> _Problem requirements_: Decide whether each statement agrees with the case extract. Answer yes or no, and quote the extract's deciding words: 1. The appeal was allowed. 2. During the period from 18 December 1981 to 6 August 1983, the appellant was unmarried and had reached 70. 3. In setting the pension rate, the respondent counted the value of free lodgings.

Haldane-Stevenson v Director-General of Social Security

Case

[1985] FCA 250

07 JUNE 1985

No judgment structure available for this case.

Re: JAMES PATRICK HALDANE-STEVENSON
And: DIRECTOR-GENERAL OF SOCIAL SECURITY
No. ACT G. 9 of 1985
Social Security

COURT

IN THE FEDERAL COURT OF AUSTRALIA
AUSTRALIAN CAPITAL TERRITORY DISTRICT REGISTRY
GENERAL DIVISION
McGregor J.
Davies J.
Pincus J.

CATCHWORDS

Social Security - age pension - applicant in receipt of income - whether expenses incurred in writing book deductible - meaning of "income" - whether nett or gross income

Social Security Act 1947 (Cth) ss.18, 28

Income Tax Assessment Act 1936 (Cth)

Harris v Director-General of Social Security (1985) 59 ALJR 194

HEARING

CANBERRA
#DATE 7:6:1985

ORDER

1. The appeal is dismissed.

2. The appellant pay the costs of the respondent.

Note: Settlement and entry of orders is dealt with in Order 36 of the Federal Court Rules.

JUDGE1

McGregor and Pincus JJ. This is an appeal by James Patrick HALDANE-STEVENSON (appellant) from a decision of a Judge of this Court given on 1 February 1985 affirming an earlier decision of the Administrative Appeals Tribunal which had, in turn, upheld a decision of the DIRECTOR-GENERAL OF SOCIAL SECURITY (the respondent).

Relevant facts include that during the period from 18 December 1981 to 6 August 1983 the appellant, then an unmarried person who had attained the age of 70 years, was qualified to receive, and did receive, an age pension under the Social Security Act 1947 Part III. Later that pension was varied but for our purposes we do not need to discuss those variations.

In determining the rate of pension payable the respondent took into account amounts described as follows by the learned primary Judge -

"amounts received by way of retiring allowance as an ordained clergyman within the Church of England, by way of a United Kingdom pension and as interest on an investment and an amount representing the value of free lodgings."

> _Data records_:
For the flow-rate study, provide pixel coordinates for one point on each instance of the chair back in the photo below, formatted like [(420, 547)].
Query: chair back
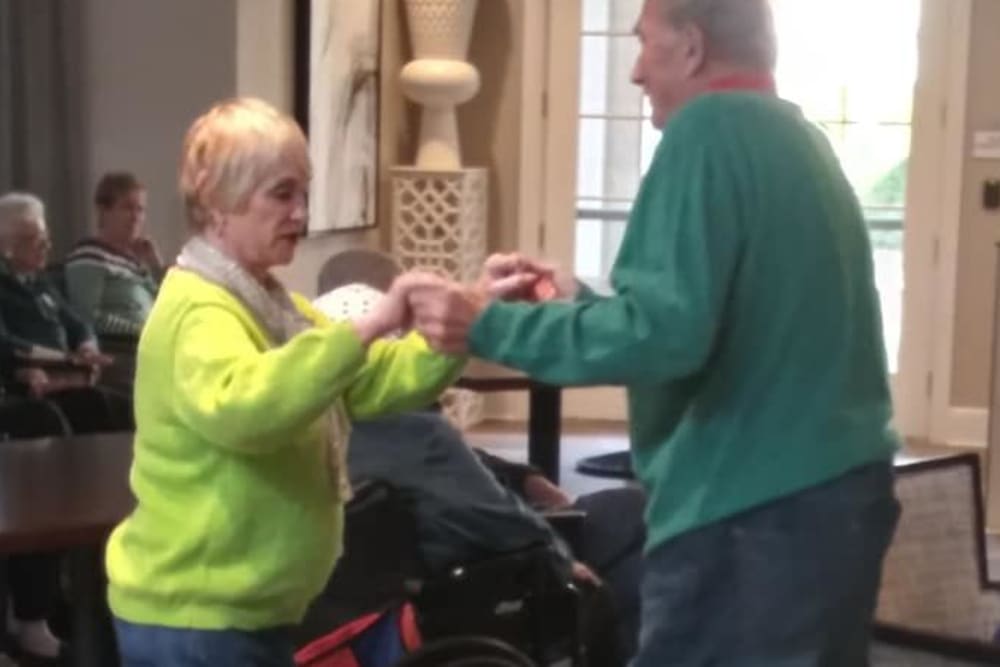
[(358, 265)]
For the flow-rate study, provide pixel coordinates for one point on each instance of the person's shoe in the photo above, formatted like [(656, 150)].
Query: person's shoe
[(37, 646)]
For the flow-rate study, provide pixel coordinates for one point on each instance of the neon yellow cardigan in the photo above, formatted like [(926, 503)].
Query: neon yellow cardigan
[(238, 524)]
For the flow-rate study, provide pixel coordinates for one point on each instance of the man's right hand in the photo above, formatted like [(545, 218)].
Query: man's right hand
[(548, 281)]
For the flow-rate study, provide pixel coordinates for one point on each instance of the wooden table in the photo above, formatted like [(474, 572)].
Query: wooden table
[(544, 410), (68, 493)]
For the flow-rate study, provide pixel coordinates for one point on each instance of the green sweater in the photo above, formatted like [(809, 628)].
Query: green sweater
[(744, 320), (238, 523), (113, 291)]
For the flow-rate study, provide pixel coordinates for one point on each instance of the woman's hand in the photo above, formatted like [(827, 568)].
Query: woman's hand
[(36, 379)]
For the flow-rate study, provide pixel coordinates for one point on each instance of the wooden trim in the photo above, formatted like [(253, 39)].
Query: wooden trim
[(939, 324)]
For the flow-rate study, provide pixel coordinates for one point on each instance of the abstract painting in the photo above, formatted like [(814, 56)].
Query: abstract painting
[(342, 102)]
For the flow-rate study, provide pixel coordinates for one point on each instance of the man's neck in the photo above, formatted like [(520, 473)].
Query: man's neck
[(722, 76)]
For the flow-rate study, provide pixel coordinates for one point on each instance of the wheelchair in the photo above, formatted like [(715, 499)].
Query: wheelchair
[(508, 610)]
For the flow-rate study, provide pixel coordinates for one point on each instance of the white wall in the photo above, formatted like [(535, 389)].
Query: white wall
[(151, 66)]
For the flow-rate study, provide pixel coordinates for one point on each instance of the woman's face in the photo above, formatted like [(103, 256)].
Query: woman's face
[(122, 221), (28, 248), (265, 233)]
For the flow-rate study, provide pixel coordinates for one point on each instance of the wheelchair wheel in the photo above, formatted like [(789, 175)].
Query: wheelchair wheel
[(469, 651)]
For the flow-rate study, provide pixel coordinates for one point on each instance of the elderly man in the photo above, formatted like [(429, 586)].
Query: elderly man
[(745, 325)]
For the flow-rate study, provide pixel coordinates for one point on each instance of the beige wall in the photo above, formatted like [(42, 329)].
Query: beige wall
[(151, 67), (979, 229), (489, 129)]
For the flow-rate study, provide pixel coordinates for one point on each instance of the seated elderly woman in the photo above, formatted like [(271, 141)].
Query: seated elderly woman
[(112, 278), (244, 400), (47, 350)]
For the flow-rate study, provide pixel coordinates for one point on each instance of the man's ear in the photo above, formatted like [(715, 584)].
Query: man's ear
[(695, 49)]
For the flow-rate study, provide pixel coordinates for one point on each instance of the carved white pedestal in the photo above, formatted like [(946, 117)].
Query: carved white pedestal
[(439, 223)]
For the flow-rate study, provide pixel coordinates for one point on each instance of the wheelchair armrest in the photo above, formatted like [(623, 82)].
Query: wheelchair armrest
[(568, 523)]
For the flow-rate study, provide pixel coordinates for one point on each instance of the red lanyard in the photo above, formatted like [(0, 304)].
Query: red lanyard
[(762, 82)]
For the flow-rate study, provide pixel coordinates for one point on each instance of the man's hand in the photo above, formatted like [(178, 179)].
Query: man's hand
[(539, 281), (87, 355), (540, 492), (444, 312)]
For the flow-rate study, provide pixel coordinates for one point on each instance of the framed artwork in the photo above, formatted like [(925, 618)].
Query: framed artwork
[(336, 101)]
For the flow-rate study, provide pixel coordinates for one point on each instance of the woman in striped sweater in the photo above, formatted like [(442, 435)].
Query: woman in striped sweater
[(112, 278)]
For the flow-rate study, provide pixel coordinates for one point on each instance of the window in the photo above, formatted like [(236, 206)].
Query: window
[(850, 64)]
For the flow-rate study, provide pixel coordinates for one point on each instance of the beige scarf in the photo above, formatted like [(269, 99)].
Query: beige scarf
[(274, 311)]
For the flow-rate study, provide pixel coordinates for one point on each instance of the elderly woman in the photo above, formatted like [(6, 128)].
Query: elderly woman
[(47, 350), (244, 396), (112, 278)]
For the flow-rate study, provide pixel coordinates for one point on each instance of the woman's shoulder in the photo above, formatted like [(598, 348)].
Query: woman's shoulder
[(183, 287)]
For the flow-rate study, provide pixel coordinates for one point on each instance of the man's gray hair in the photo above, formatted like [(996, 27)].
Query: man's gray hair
[(739, 32), (17, 207)]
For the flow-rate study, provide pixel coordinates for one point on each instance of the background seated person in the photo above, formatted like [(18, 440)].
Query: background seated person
[(464, 512), (48, 351), (112, 278), (29, 582)]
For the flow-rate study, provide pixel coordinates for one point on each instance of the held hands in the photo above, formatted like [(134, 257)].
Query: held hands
[(444, 311)]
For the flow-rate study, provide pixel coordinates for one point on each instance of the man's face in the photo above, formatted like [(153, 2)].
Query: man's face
[(668, 59)]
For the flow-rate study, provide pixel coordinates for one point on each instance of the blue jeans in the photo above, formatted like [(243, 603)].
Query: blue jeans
[(790, 584), (159, 646)]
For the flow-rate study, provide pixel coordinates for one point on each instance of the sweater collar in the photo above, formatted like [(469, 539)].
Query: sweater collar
[(761, 82)]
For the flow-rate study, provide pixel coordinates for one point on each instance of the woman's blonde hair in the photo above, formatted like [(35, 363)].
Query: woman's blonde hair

> _Solution_:
1. No: "The appeal is dismissed."
2. Yes: "then an unmarried person who had attained the age of 70 years"
3. Yes: "an amount representing the value of free lodgings"